[Selected excerpt]:
::::::::::

Dark Side of the Earth
Back in late 1997, Dave Wolf was on his first spacewalk, to perform work on the Mir (the photo to the right was taken during that mission, courtesy of NASA.). Dave wasn't alone -- with him was veteran Russian cosmonaut Anatoly Solovyev. (That's a picture of Dave giving Anatoly a hug on board the Mir, also courtesy of NASA).
Out in blackness of space, the contrast between light and dark is almost unimaginably extreme -- every 45 minutes, you plunge between absolute darkness on the night-side of Earth, and blazing light as the sun screams into view. Dave and Anatoly were tethered to the spacecraft, traveling 5 miles per second. That's 16 times faster than we travel on Earth's surface as it rotates -- so as they orbited, they experienced 16 nights and 16 days for every Earth day.
Dave's description of his first spacewalk was all we could've asked for, and more. But what happened next ... well, it's just one of those stories that you always hope an astronaut will tell. Dave and Anatoly were ready to call it a job and head back into the Mir when something went wrong with the airlock. They couldn't get it to re-pressurize. In other words, they were locked out. After hours of trying to fix the airlock, they were running out of the resources that kept them alive in their space suits and facing a grisly death. So, they unhooked their tethers, and tried one last desperate move.

::::::::::

[Dataset entries]:

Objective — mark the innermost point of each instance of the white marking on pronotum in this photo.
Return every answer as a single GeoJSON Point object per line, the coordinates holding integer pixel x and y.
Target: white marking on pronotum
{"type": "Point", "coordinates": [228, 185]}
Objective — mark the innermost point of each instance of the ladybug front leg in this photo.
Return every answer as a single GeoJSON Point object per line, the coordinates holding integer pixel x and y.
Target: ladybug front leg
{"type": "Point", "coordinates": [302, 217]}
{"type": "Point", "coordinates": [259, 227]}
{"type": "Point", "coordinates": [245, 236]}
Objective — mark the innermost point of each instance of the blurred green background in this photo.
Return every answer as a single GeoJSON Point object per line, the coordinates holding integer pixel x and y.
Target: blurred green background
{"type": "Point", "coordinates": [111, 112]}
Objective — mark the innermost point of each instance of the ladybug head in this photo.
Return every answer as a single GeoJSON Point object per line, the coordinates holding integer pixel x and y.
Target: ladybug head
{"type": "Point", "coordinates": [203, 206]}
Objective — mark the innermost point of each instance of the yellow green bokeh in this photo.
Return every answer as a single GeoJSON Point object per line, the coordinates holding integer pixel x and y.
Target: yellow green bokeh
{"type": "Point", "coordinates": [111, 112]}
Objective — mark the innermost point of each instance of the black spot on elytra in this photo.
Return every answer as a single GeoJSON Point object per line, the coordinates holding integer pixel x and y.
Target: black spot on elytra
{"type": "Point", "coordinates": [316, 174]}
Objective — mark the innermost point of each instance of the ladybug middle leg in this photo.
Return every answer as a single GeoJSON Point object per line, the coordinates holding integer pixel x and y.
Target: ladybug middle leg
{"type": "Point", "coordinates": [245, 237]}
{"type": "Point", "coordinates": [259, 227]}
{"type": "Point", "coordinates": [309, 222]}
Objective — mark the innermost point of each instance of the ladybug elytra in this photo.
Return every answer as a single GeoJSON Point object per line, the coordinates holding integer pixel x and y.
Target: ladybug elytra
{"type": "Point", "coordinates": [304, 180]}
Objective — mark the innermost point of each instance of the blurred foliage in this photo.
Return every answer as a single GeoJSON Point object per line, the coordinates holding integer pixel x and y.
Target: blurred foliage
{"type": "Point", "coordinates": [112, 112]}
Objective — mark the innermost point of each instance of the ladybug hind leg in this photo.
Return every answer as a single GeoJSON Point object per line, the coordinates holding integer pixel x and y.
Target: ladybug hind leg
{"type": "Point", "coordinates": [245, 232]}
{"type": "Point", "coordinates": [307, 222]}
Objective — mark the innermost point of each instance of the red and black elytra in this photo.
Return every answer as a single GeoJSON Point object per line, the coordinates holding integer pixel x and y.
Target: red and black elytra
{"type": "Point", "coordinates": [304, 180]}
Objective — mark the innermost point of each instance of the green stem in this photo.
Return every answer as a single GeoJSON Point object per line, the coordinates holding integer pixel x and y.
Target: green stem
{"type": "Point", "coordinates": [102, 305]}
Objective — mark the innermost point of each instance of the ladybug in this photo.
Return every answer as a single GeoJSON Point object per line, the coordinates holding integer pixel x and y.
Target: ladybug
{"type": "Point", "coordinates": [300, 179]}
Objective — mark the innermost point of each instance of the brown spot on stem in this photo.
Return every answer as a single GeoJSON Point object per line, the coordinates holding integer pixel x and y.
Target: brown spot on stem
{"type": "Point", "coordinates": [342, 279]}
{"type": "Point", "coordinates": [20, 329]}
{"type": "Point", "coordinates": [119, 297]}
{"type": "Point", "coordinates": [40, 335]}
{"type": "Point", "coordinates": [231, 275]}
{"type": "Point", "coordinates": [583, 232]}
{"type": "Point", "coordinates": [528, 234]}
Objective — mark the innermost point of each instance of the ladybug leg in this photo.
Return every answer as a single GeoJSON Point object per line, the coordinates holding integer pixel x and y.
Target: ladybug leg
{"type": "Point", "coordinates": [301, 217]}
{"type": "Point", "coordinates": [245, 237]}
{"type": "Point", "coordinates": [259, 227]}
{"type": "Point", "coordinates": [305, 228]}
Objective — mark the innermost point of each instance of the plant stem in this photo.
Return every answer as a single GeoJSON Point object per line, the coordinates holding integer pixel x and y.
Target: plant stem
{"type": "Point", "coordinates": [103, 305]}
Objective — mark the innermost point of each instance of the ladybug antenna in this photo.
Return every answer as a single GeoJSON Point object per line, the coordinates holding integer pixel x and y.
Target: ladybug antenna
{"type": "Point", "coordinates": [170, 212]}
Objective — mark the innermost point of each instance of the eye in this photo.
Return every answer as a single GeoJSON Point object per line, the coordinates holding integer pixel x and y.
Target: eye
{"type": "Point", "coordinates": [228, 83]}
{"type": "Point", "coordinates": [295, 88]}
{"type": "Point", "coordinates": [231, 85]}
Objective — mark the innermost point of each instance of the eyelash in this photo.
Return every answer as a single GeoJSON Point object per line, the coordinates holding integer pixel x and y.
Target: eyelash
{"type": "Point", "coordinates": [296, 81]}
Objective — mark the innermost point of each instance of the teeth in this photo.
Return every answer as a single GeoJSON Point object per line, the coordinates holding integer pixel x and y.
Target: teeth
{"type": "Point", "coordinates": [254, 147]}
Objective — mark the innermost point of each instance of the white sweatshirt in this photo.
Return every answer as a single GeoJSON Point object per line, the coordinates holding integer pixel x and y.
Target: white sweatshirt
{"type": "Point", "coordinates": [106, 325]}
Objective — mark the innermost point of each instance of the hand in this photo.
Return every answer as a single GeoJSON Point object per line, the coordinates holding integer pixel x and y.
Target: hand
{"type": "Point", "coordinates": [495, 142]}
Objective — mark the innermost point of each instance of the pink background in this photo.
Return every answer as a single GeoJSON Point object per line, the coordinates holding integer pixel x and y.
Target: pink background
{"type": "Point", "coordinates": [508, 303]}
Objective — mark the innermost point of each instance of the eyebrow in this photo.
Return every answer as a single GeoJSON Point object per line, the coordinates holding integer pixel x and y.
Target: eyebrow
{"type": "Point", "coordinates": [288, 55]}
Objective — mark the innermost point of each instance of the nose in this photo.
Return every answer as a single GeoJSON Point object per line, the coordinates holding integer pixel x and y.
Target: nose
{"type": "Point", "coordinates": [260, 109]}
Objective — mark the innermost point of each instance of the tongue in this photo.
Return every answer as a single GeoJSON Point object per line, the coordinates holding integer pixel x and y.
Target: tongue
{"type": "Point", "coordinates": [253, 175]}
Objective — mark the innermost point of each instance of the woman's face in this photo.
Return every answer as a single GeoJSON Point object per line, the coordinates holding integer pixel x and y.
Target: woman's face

::::::::::

[Work required]: Continue the account of Dave Wolf's first spacewalk on the Mir, picking up after the sentence in which he and Anatoly unhook their tethers and try one last desperate move.

[Answer below]:
In the end, they made it through, and Dave went on to perform dozens more spacewalks in the years to come, but he never again experienced anything like those harrowing minutes trying to improvise his way back into the Mir.
After that terrifying tale, Dave told us about another moment he and Anatoly shared, floating high above Earth, staring out into the universe ... a moment so beautiful, and peaceful, we decided to use the audience recreate it, as best we could, for the final act of our live show.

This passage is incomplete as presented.